● **TASK TO COMPLETE**
Change every "instance" in the items below to "object" and write the items out again with nothing else altered, leaving out the pictures.

BEGIN AVAILABLE DATA

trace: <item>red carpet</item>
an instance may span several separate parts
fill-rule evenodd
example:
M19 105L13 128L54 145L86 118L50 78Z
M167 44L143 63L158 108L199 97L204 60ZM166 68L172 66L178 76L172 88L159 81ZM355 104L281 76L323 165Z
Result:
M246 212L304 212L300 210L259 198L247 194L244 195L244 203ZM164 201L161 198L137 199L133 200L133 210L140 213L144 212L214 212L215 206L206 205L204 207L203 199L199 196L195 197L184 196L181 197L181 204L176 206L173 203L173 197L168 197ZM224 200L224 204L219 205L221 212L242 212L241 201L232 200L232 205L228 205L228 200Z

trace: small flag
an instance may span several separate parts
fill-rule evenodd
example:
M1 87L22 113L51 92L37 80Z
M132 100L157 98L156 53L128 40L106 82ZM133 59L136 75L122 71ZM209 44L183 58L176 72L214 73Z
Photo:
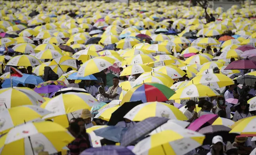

END AVAILABLE DATA

● **RESULT OF THIS EXERCISE**
trace: <item>red carpet</item>
an object may span several separate parts
fill-rule evenodd
example:
M19 105L13 128L54 145L86 118L50 78Z
M167 44L143 63L158 108L199 97L204 60ZM166 68L172 66L178 76L172 88L159 81ZM355 104L281 76L323 165Z
Result:
M246 212L304 212L300 210L259 198L247 194L244 195L244 203ZM164 201L161 198L137 199L133 200L133 210L140 213L144 212L214 212L215 206L206 205L204 207L203 199L199 196L195 197L184 196L181 197L181 204L176 206L173 203L173 197L168 197ZM224 200L224 204L219 205L221 212L242 212L241 201L232 200L232 205L228 205L228 200Z

trace: small flag
an object may span several separate parts
fill-rule evenodd
example:
M1 87L22 113L51 92L37 80Z
M132 100L157 98L156 53L128 40L106 82ZM133 59L136 75L122 71ZM209 44L183 58L176 72L214 73Z
Photo:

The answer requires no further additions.